Brief: All of the records below need to be copied exactly.
━━━ Material
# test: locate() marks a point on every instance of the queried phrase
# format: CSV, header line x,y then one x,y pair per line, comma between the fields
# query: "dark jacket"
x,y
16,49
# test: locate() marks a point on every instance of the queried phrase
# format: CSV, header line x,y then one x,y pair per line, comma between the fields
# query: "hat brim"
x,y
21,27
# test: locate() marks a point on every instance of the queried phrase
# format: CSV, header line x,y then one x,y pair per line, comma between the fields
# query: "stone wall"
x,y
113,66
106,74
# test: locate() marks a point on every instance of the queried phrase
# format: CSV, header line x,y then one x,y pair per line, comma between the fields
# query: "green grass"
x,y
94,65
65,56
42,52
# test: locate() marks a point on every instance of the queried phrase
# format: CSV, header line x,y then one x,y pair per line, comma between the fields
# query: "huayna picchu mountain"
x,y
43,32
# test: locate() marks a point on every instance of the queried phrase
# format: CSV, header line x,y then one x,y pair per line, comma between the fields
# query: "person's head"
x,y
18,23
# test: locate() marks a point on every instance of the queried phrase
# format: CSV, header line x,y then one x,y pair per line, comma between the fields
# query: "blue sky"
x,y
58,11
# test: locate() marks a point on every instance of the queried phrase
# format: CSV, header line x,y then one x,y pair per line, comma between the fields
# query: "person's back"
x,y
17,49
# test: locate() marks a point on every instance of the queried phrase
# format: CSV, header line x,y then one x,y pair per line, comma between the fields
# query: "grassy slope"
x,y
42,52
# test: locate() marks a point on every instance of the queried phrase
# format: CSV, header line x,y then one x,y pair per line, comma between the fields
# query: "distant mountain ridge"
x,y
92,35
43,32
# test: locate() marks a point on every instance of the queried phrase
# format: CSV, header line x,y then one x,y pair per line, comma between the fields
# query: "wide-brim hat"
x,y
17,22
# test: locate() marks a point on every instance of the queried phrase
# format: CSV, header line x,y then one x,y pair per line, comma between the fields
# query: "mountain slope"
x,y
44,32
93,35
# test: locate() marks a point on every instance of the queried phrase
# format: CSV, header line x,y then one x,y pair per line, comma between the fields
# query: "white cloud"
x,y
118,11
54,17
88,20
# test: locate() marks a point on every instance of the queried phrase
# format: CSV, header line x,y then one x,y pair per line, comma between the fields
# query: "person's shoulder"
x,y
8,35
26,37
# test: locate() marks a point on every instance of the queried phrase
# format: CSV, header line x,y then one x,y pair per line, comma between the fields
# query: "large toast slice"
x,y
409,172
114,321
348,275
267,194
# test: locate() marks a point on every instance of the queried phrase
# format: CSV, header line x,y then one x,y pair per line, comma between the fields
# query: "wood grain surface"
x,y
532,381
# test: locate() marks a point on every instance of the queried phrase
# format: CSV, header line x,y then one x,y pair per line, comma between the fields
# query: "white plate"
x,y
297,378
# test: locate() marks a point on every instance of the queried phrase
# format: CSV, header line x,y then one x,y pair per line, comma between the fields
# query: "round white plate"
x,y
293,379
━━━━━━
Result of this task:
# test: locate() marks a point on every instance of the queried phrase
# format: CSV, header line x,y then one x,y pair per line, comma between the fields
# query: "dark jacket"
x,y
16,49
# test: locate() marks a point on every instance of the queried phrase
# format: CSV, header line x,y then one x,y pair per line, comma between the fields
# query: "hat brim"
x,y
21,27
# test: locate() marks a point on every instance of the queried phrase
# format: CSV, header line x,y then one x,y pair per line, comma between the fields
# query: "stone wall"
x,y
113,66
106,74
# test: locate() marks a point on every instance of the queried phrase
# format: CSV, header line x,y then one x,y pair per line, comma between the fields
# query: "green grass"
x,y
94,65
65,56
42,52
# test: locate() marks a point on every instance of the queried phrase
# format: CSV, header line x,y then one x,y pair per line, comma between the fields
# query: "huayna picchu mountain"
x,y
43,32
# test: locate() marks a point on every instance of the queried phrase
# format: CSV, header line x,y then one x,y pair per line, comma between the fields
# query: "person's head"
x,y
18,23
# test: locate() marks a point on every instance of the queried phrase
# format: CSV, header line x,y then one x,y pair per line, comma between the fields
# query: "blue sky"
x,y
58,11
# test: locate() marks a point on every instance of the queried phrase
# format: CSV, header line x,y then one x,y pair per line, comma between the fields
# query: "person's back"
x,y
17,49
# test: locate() marks a point on every instance of the queried phrase
# format: CSV, header line x,y then one x,y pair per line, comma between the fields
# query: "grassy slope"
x,y
42,52
# test: locate() marks a point on every instance of the queried phrase
# format: CSV, header line x,y then one x,y pair per line, comma between the fields
# query: "distant mountain ridge"
x,y
92,35
43,32
# test: locate() marks a point on every instance of the queried phrase
# format: CSV, header line x,y then one x,y pair per line, comma between the fields
# query: "wide-brim hat"
x,y
17,22
# test: locate() marks a point on every instance of the queried phrase
# format: CSV, header line x,y then one x,y pair per line, comma between the fields
# query: "mountain slope"
x,y
44,32
93,35
# test: locate() marks a point on every instance of the queried phrase
# format: CSV, header line x,y then one x,y pair per line, comma between the fields
# query: "white cloud"
x,y
118,11
54,17
88,20
# test: locate() marks a point on every instance of the queried phrase
# format: CSV, header line x,y then one x,y pair per line, comma between the fields
# query: "person's shoulder"
x,y
8,35
26,37
# test: locate() marks a point on every instance of the queried phrase
# format: CSV, header line x,y then one x,y pair per line, comma between the fields
# query: "large toast slice"
x,y
409,172
114,321
348,275
267,194
# test: locate() marks a point on every instance of the queried phrase
# format: CSV, header line x,y then one x,y pair per line, comma between the fields
# query: "wood grain surface"
x,y
532,381
# test: locate() marks a point on every instance of the queried phrase
# format: CSV, header line x,y then one x,y pair per line, comma between the fields
# query: "white plate"
x,y
297,378
# test: locate() marks a point on every instance of the queried phrase
# format: CSV, header line x,y then one x,y pair per line, comma between the fields
# query: "round white plate"
x,y
293,379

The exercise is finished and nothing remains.